Retype all of the data below line for line, keeping every character unchanged.

==== Stored data ====

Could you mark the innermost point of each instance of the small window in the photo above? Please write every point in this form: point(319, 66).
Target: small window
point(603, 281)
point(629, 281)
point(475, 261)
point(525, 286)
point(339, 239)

====

__Solution__
Could you mark the innermost point of each instance of the small window in the photo above? Please write every point in this form: point(319, 66).
Target: small window
point(603, 281)
point(629, 281)
point(475, 261)
point(525, 286)
point(339, 239)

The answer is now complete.